Excerto do texto
○ ○ ○ ○ ○

Nota biográfica incompleta…

Jorge Freitas e Silva Melo

Nasceu, de cesariana, em Lisboa, a 7 de Agosto de 1948. Residiu inicialmente no andar onde mora actualmente o primeiro-ministro José Sócrates, na rua Castilho. A mãe era professora do ensino primário e o pai comerciante (?). Até aos 4 anos, viveu em África. De regresso, foi viver para a rua da Artilharia 1 (bairro judeu, à época), onde foi vizinho de Esther Mucznick e de Vera San Payo Lemos. Entretanto, foi viver para um prédio situado perto da Igreja de S. Mamede, onde também residia a actriz Manuela Porto.

Estudou nos Maristas, onde quis fazer uma redacção sobre o dirigente africano Lumumba, sendo suspenso durante três dias.

De 1963 a 1965, fez o 6º e o 7º ano no Liceu Camões, tendo como professores, para além da própria irmã[1], Mário Dionísio, João Bénard da Costa e Padre Fernando Belo. No entanto, de acordo com um testemunho seu, também terá frequentado o Liceu no 5º ano (1962-1963), pois referindo-se ao mestre Mário Dionísio, cita a resposta que ele dava aos alunos que não conseguiam exprimir o seu pensamento: “só que enquanto não souberes dizer, não sabes". O seu ensino era só isto: seja nas aulas de Francês – até ao 5º ano – seja nas de Português – 6º e 7º – ensinava “ a saber dizer”. Por isso insistia – e se insistia! – na organização do discurso, na estruturação do comentário, na propriedade dos termos, na ordem da apresentação, na convenção da paginação...

Estudou na Faculdade de Letras da Universidade de Lisboa. Foi aluno do Padre Manuel Bernardes, com ele tendo aprendido a ler / descobrir Les Mots et les Choses, de Michel Foucault.

Em 1969 e 1970, estudou cinema na London Film School. Mais tarde, estudou teatro em Berlim – estagiário[2] na Schaubühne – com Peter Stein – e no Piccolo Teatro/ Scala de Milão – com Giorgio Strehler.

Fundou e dirigiu, com Luís Miguel Cintra, o Teatro da Cornucópia (1973/79). Fundou, em 1995, a sociedade Artistas Unidos de que é director artístico e onde se centra, actualmente, a sua actividade.

○ ○ ○ ○ ○

Conjunto de registos
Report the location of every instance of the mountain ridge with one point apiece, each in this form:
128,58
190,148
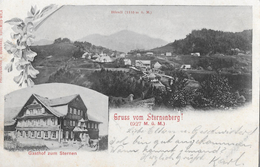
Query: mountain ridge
124,40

○ ○ ○ ○ ○

Tarefa a realizar A
Responda, com base na nota biográfica:
(i) Durante quantos dias foi suspenso nos Maristas?
(ii) Em que escola estudou cinema em 1969 e 1970?
(iii) Em que ano fundou a sociedade Artistas Unidos?
Tarefa a realizar B
Transcreva da nota biográfica o trecho que começa em "Em 1969 e 1970, estudou" e continua até "com Giorgio Strehler.".
Para responder, baseie-se apenas na nota biográfica.

A sua resposta A
(i) Três dias.
(ii) Na London Film School.
(iii) Em 1995.

A sua resposta B
Em 1969 e 1970, estudou cinema na London Film School. Mais tarde, estudou teatro em Berlim – estagiário[2] na Schaubühne – com Peter Stein – e no Piccolo Teatro/ Scala de Milão – com Giorgio Strehler.